--- Material shown Enclosed Below ---
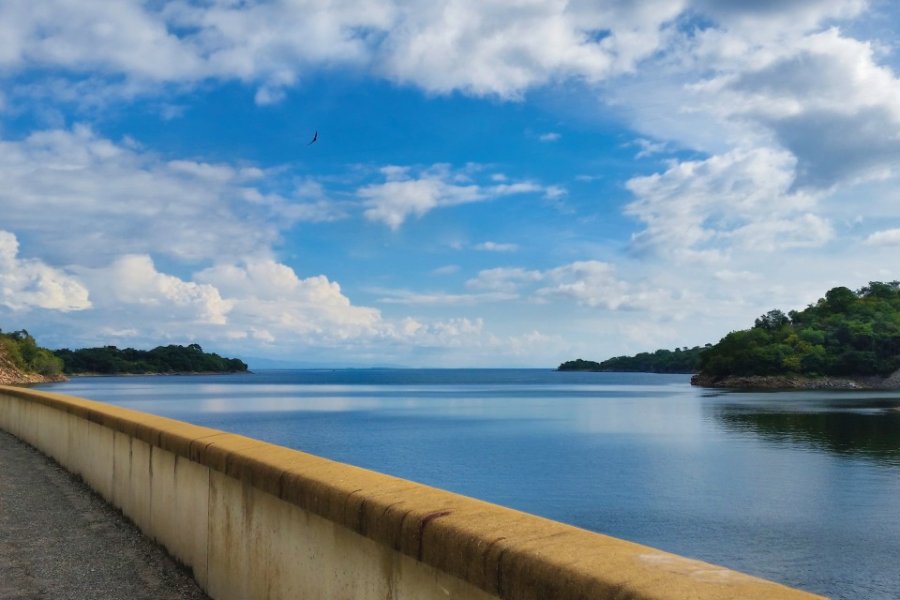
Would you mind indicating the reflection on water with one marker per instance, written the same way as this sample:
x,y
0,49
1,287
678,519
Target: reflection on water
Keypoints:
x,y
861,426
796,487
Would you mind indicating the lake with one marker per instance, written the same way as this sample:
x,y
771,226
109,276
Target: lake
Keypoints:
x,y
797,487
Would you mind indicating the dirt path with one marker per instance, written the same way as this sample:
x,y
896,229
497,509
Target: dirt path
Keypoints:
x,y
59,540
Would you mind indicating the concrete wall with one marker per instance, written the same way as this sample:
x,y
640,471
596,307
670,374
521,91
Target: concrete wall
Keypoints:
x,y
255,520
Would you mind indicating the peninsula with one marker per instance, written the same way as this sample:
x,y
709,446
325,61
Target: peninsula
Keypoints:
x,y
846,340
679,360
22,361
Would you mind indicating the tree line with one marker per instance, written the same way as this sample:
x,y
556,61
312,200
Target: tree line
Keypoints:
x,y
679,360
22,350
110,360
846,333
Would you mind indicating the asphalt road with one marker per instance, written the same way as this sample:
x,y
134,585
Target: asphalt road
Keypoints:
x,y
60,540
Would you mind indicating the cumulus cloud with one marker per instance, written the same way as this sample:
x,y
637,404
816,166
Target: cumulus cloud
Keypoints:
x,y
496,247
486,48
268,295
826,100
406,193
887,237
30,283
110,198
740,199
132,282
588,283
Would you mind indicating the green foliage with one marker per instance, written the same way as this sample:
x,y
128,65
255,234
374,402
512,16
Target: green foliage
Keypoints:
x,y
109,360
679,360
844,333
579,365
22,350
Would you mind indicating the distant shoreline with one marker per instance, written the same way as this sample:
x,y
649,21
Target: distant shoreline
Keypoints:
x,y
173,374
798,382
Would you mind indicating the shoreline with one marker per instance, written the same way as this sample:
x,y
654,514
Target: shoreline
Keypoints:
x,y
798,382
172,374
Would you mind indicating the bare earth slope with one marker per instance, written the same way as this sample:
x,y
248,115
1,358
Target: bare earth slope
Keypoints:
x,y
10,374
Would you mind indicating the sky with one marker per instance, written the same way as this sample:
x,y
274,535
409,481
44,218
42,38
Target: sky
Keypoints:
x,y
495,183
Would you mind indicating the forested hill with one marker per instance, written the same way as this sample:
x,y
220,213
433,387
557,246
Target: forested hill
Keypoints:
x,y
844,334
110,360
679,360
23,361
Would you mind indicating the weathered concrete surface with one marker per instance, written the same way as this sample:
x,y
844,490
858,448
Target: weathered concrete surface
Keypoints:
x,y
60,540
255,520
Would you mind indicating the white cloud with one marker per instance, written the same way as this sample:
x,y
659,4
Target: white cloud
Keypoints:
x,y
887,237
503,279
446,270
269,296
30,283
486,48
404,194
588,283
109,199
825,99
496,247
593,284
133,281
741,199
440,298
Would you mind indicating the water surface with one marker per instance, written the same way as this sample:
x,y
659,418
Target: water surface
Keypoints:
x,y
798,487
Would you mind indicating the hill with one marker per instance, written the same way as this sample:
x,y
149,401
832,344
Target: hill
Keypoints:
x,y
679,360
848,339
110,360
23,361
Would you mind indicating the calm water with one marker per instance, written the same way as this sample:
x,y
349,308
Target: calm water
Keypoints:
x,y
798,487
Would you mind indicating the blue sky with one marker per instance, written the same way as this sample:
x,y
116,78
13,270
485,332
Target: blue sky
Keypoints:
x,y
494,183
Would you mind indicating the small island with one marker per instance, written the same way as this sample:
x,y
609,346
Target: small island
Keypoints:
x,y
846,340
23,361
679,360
--- End of Enclosed Material shown ---
--- Material shown Enclosed Below ---
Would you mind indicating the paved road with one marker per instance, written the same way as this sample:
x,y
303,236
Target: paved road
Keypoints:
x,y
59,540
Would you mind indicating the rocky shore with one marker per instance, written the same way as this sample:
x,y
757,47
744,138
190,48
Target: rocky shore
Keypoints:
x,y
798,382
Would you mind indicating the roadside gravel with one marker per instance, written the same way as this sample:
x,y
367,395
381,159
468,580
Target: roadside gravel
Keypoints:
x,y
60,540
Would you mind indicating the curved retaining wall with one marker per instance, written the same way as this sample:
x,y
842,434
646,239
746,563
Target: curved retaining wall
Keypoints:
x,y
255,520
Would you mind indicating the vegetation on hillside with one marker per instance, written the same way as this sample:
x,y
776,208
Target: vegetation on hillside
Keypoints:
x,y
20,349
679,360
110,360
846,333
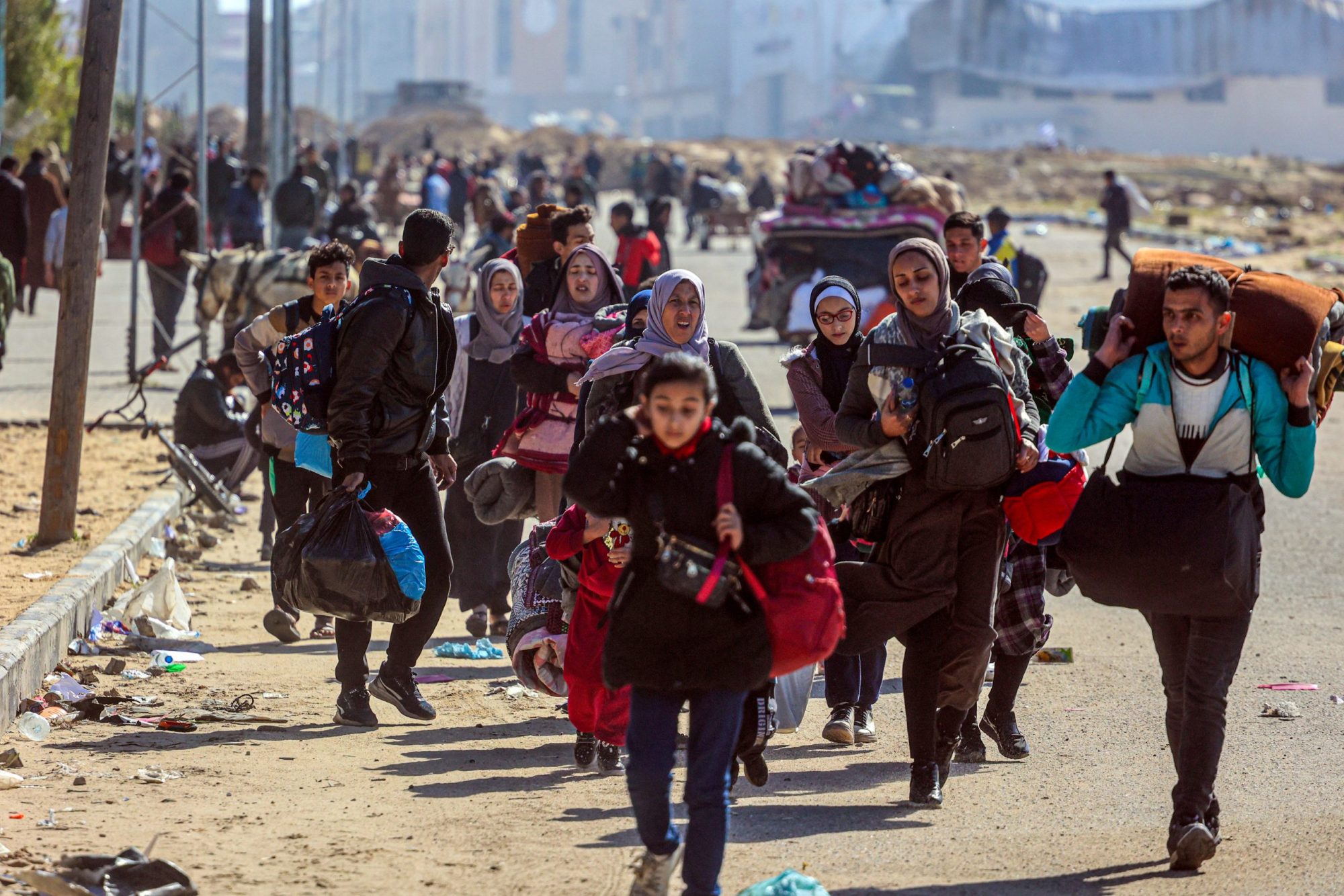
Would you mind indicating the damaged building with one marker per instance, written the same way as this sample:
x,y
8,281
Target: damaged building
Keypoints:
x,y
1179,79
--- End of Enclosed Material shown ---
_Exercise prompt_:
List the lines of the records where "distant" occurs.

_Task solution_:
Would you mind indicating the distant shoreline with one marker per instance, written the same way as this sample:
Target: distant shoreline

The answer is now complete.